- Task instructions -
Repeat exactly each line of the data provided below.

- Dataset entries -
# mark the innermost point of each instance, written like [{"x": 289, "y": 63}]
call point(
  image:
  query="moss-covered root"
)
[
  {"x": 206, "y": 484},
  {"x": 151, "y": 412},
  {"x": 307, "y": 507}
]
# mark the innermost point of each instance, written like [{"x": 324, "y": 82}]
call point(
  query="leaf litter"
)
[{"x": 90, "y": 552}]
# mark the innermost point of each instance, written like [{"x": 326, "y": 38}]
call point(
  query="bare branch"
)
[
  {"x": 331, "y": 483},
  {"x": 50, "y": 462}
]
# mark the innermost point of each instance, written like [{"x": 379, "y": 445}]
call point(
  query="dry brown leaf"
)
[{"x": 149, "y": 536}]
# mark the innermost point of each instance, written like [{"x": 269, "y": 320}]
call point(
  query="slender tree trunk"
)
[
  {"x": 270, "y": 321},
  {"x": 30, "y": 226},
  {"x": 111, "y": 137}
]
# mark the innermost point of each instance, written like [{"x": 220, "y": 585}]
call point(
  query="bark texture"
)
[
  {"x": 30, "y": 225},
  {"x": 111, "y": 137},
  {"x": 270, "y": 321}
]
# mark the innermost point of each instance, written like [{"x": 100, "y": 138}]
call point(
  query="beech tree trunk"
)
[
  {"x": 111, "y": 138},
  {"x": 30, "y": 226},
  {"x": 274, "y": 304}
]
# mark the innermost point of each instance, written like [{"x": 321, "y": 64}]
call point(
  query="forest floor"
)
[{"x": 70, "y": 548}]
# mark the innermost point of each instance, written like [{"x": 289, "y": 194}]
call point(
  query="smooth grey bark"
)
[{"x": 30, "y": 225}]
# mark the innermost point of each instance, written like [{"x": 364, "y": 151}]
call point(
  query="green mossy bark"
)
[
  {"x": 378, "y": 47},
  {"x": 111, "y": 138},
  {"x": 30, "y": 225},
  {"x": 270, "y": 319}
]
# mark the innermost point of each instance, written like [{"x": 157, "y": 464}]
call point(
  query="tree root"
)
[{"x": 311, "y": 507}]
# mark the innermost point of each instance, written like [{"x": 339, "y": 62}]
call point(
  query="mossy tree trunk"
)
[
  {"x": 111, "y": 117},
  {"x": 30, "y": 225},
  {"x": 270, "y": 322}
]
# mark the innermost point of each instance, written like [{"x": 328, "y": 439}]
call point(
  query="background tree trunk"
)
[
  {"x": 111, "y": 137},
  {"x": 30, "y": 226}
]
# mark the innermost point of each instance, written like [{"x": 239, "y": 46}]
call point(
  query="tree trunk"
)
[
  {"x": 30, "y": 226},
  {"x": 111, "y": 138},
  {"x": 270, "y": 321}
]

- The reply -
# mark the innermost point of each instance, written like [{"x": 289, "y": 63}]
call point(
  image:
  query="moss-covered root"
)
[
  {"x": 206, "y": 484},
  {"x": 151, "y": 412},
  {"x": 307, "y": 507}
]
# mark the innermost point of each instance, written like [{"x": 324, "y": 82}]
call point(
  query="leaf litter"
)
[{"x": 90, "y": 552}]
# mark the innermost point of each instance, written like [{"x": 326, "y": 38}]
call point(
  query="bare branch"
)
[
  {"x": 331, "y": 483},
  {"x": 50, "y": 462}
]
# mark the innermost point of each instance, written like [{"x": 379, "y": 445}]
call point(
  query="dry brown leaf"
)
[{"x": 149, "y": 536}]
# mark the innermost point of each instance, written like [{"x": 269, "y": 320}]
call point(
  query="slender tree trunk"
)
[
  {"x": 270, "y": 321},
  {"x": 30, "y": 226},
  {"x": 111, "y": 137}
]
# mark the innermost point of each instance, written like [{"x": 220, "y": 585}]
call point(
  query="bark texture"
)
[
  {"x": 30, "y": 225},
  {"x": 111, "y": 137},
  {"x": 270, "y": 321}
]
# mark the innermost point of each instance, written like [{"x": 100, "y": 138}]
call point(
  query="beech tree trunk"
)
[
  {"x": 111, "y": 138},
  {"x": 30, "y": 226},
  {"x": 274, "y": 304}
]
# mark the innermost point of each instance, written like [{"x": 321, "y": 64}]
call point(
  query="forest floor"
)
[{"x": 70, "y": 548}]
# mark the innermost point of each instance, written like [{"x": 289, "y": 194}]
call point(
  query="smooth grey bark"
)
[{"x": 30, "y": 225}]
# mark the innermost point of each instance, written like [{"x": 364, "y": 151}]
call point(
  query="green mossy bark"
)
[
  {"x": 378, "y": 47},
  {"x": 111, "y": 138},
  {"x": 30, "y": 225},
  {"x": 270, "y": 319}
]
# mark the innermost point of each instance, written like [{"x": 157, "y": 464}]
call point(
  query="tree root"
)
[{"x": 311, "y": 507}]
# mark the innermost point of each instance, written like [{"x": 339, "y": 62}]
call point(
  query="mossy tree trunk"
)
[
  {"x": 111, "y": 117},
  {"x": 30, "y": 225},
  {"x": 270, "y": 322}
]
# mark the innermost point of each instance, written like [{"x": 328, "y": 439}]
call point(
  query="background tree trunk"
)
[
  {"x": 111, "y": 137},
  {"x": 30, "y": 226}
]
# mark the innermost point of each instance, written like [{"x": 239, "y": 46}]
call point(
  query="tree trunk"
)
[
  {"x": 30, "y": 226},
  {"x": 111, "y": 138},
  {"x": 270, "y": 321}
]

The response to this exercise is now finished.